What you are asked to do:
Report each line below that contains the string "reflection", copying the whole line. Case counts.

Exercise input:
================

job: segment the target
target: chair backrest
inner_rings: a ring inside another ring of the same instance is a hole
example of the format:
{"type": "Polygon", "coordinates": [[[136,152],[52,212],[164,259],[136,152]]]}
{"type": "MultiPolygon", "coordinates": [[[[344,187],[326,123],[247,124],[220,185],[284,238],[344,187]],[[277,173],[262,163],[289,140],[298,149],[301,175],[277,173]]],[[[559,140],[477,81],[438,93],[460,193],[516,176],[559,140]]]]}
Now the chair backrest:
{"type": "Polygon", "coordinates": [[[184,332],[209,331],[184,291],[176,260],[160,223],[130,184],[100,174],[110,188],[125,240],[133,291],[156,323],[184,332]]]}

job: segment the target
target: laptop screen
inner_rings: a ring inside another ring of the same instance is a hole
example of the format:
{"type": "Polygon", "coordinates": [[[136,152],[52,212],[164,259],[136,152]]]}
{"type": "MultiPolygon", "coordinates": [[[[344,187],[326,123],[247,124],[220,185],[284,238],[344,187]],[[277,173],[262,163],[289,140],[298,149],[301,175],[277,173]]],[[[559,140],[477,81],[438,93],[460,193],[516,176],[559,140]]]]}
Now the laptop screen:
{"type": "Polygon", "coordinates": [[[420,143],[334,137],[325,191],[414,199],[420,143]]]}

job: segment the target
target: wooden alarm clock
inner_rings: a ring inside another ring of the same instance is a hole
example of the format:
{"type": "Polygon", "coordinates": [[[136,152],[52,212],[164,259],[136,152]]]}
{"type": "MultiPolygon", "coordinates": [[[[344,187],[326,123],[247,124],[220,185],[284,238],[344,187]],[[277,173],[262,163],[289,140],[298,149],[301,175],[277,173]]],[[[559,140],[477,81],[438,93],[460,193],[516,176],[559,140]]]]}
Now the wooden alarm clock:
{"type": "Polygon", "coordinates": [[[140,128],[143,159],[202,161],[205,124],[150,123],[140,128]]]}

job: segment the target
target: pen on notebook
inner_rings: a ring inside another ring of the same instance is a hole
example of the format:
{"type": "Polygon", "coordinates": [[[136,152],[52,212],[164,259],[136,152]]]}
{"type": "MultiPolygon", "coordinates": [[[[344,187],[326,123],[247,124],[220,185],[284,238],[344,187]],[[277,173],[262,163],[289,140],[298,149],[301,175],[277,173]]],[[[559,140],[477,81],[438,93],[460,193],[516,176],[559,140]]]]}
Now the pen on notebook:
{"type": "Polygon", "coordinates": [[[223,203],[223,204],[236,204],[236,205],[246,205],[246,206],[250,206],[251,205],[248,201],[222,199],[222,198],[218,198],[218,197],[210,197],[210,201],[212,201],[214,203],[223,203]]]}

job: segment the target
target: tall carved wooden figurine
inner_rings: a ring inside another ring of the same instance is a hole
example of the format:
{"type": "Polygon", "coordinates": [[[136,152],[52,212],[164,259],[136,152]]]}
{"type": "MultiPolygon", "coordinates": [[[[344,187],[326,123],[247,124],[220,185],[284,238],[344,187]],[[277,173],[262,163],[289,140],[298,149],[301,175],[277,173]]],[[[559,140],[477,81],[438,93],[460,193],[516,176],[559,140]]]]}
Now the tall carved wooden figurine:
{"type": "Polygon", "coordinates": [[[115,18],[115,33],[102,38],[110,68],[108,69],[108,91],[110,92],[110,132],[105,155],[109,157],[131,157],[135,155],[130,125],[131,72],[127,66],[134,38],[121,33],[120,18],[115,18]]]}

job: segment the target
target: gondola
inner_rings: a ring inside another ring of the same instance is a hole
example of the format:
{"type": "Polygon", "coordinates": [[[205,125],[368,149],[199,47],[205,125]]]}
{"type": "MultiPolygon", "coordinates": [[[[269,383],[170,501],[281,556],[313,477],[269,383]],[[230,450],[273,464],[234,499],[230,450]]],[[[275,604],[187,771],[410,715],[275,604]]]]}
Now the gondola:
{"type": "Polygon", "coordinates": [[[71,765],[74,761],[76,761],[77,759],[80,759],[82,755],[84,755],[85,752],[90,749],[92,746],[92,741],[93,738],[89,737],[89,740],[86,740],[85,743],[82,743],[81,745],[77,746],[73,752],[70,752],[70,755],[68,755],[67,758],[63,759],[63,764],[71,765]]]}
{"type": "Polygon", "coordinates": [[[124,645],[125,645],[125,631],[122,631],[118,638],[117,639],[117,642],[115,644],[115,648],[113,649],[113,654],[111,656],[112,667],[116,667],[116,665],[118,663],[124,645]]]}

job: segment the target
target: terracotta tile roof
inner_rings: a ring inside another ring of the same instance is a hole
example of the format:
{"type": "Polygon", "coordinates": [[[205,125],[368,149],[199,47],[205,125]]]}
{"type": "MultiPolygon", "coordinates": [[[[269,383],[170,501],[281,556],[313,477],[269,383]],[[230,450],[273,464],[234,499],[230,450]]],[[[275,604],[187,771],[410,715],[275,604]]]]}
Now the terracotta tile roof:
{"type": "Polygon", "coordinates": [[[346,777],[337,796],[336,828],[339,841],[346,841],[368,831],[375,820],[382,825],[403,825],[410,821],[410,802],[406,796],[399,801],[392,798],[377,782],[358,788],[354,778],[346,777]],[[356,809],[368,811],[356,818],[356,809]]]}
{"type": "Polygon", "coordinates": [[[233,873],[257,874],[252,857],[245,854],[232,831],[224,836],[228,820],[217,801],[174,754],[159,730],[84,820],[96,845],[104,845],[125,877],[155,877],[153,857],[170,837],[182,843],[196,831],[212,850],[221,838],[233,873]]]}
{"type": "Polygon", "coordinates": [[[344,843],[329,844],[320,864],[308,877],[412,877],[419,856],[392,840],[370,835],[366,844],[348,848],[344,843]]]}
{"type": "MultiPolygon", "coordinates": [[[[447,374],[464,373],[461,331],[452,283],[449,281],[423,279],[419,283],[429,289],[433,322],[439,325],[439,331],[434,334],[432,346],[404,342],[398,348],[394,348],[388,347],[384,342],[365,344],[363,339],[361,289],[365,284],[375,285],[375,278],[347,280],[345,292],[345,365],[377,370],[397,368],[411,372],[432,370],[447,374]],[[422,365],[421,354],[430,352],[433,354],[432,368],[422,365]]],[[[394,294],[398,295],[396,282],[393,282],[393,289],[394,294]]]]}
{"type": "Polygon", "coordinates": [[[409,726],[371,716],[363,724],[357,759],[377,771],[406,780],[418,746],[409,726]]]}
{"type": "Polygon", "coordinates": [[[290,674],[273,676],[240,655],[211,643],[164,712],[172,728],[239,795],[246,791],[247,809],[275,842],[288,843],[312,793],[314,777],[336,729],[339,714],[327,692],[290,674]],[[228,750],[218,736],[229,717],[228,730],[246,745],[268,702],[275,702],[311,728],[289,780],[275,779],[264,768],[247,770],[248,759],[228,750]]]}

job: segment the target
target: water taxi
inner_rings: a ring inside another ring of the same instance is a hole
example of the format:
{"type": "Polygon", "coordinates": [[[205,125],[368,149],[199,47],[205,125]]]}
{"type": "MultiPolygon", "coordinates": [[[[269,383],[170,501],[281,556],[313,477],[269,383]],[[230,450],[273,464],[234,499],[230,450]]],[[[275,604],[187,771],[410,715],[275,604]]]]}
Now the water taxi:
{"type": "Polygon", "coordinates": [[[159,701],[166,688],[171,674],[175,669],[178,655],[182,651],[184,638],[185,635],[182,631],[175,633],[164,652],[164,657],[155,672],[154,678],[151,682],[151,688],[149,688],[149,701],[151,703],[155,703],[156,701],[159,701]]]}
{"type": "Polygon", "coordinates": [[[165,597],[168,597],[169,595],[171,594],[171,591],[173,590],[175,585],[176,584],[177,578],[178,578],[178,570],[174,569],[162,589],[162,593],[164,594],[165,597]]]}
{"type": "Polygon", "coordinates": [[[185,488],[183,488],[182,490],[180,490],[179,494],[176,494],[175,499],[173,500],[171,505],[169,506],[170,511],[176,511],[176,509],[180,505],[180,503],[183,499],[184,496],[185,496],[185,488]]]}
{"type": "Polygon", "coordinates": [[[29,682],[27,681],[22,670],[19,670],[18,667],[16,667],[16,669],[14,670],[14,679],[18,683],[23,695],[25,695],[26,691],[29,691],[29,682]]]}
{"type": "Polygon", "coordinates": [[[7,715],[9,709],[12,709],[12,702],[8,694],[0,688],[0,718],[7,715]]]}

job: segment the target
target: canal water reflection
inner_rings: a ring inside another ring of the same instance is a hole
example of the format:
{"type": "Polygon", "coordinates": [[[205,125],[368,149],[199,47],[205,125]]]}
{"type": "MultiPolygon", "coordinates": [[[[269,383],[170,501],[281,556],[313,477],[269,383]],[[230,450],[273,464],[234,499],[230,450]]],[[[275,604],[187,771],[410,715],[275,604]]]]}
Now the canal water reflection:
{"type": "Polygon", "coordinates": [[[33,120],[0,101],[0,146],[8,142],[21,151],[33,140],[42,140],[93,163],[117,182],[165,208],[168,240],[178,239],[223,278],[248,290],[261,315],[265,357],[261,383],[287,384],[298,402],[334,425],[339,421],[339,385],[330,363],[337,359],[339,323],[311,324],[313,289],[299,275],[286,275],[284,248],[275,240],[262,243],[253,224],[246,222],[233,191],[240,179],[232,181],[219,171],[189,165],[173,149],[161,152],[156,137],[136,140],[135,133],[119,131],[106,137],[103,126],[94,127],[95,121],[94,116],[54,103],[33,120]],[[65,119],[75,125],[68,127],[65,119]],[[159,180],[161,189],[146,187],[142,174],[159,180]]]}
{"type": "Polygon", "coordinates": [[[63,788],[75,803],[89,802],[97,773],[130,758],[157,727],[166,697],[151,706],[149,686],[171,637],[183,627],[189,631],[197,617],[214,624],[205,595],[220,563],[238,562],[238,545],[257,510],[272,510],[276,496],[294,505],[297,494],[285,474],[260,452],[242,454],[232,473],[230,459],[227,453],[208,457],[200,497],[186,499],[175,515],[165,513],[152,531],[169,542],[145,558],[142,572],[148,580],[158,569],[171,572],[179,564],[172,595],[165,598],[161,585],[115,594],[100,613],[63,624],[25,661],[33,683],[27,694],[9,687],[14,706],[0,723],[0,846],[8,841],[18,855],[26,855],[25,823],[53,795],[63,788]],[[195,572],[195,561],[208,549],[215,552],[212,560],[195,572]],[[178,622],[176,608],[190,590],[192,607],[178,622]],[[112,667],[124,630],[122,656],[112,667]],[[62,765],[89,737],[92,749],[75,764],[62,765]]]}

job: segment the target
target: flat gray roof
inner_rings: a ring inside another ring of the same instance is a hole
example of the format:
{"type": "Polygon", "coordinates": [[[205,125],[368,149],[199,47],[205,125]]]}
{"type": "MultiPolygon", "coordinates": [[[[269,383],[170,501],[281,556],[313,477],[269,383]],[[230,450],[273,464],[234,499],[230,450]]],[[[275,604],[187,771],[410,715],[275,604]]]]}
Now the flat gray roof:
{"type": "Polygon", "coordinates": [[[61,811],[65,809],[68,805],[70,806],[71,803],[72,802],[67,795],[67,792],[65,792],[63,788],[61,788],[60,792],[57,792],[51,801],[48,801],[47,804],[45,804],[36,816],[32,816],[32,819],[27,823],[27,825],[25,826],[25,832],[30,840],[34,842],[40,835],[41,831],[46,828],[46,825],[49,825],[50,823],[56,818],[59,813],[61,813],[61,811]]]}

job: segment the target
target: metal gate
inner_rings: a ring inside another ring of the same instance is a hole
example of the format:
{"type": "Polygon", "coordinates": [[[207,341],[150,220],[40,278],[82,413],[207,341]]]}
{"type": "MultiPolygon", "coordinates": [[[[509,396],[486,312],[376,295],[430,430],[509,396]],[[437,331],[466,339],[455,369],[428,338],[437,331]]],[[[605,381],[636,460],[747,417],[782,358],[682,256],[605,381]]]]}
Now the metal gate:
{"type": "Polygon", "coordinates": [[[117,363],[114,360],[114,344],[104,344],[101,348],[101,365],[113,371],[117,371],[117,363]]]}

================

Written solution:
target: canal water reflection
Now the canal water reflection:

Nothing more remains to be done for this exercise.